═════ Page text ═════

COLUMBUS, OH, June 4, 2019 /CNW/ PRESS RELEASE – Green Growth Brands, Inc. announced that on Monday, June 3, 2019, it executed an arm’s length definitive...

COLUMBUS, OH, June 4, 2019 /CNW/ PRESS RELEASE – Green Growth Brands, Inc. announced that on Monday, June 3, 2019, it executed an arm’s length definitive agreement to acquire all of the issued and outstanding shares of capital stock of Spring Oaks Greenhouses, Inc.

Spring Oaks holds a medical marijuana dispensary license and authorization to operate as a Medical Marijuana Treatment Center in the state of Florida. The medical marijuana dispensary license, received in April of this year, authorizes Spring Oaks to initiate production, processing, and dispensing of medical marijuana and marijuana products. The license grants the right, but not the obligation, to open up to 35 dispensaries, subject to an increase to 40 when the Florida Medical Marijuana program surpasses 300,000 patients.

═════

#### [Exercise requirements]
A) For each statement, say whether it agrees with the Green Growth Brands press release. Answer yes or no and quote the words of the press release that settle it. (i) The agreement was executed on Monday, June 3, 2019. (ii) The license requires Spring Oaks to open 35 dispensaries. (iii) Spring Oaks received its dispensary license in March.
B) Name every activity that, according to the Green Growth Brands press release, the dispensary license authorizes Spring Oaks to initiate.
C) Carry on the Green Growth Brands press release, starting right after its last sentence.

═════ Extracted material ═════

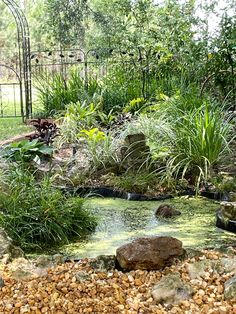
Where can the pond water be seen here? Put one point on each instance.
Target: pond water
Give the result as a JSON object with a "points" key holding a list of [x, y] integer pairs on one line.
{"points": [[121, 221]]}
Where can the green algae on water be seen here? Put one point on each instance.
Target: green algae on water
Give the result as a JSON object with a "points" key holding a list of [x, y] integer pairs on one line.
{"points": [[121, 221]]}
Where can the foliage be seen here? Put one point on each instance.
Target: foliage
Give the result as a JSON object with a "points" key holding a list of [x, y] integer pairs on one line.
{"points": [[78, 116], [10, 127], [201, 139], [46, 130], [102, 148], [135, 182], [135, 105], [37, 215], [26, 151]]}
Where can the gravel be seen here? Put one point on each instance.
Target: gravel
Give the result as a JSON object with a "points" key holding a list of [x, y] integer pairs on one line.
{"points": [[63, 291]]}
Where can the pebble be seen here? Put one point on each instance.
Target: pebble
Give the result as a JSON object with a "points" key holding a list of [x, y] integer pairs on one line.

═════

#### [Answers given]
A)
(i) Yes: "on Monday, June 3, 2019, it executed an arm’s length definitive agreement"
(ii) No: "The license grants the right, but not the obligation, to open up to 35 dispensaries"
(iii) No: "The medical marijuana dispensary license, received in April of this year"

B) production, processing, dispensing

C)
“Entering Florida through the Spring Oaks acquisition will be a great addition to our existing MSO presence in Nevada and Massachusetts, as well as to our CBD business that already has a national presence,” Green Growth Brands CEO Peter Horvath said in a public statement. “We admire several of the existing operators in the state and Florida is a special market, with favorable financials implications for the best operators. We look forward to quickly scaling our operations in the state and bringing our expertise to every patient.”

The purchase price for the shares of capital stock of Spring Oaks of approximately USD$54,650,000 (CAN$73,613,550), subject to certain post-closing purchase price adjustments, shall be satisfied by GGB at closing through a combination of: (i) cash in the amount of USD$26,150,000 (CAN$35,224,050), (ii) the issuance of common shares of GGB to Spring Oaks in the aggregate amount of USD $17,100,000 (CAD$23,033,700), with a price of USD$2.35 (CAD$3.16) per common share of GGB, and (iii) a convertible secured promissory note in the aggregate amount of USD$11,400,000 (CAN$15,355,800).

The Convertible Secured Promissory Note shall have a maturity date of 12 months following the date of closing, and be convertible, on the maturity date, at the option of Spring Oaks, into common shares of GGB at a conversion rate equal to the greater of (i) USD$5.00 (CAD $6.73) per common share and (ii) the closing market price of a GGB common share on the CSE on the trading day immediately prior to the Note’s maturity date, less fifteen percent. The Consideration Shares shall be subject to lock-up agreement for 16 months following the date of closing.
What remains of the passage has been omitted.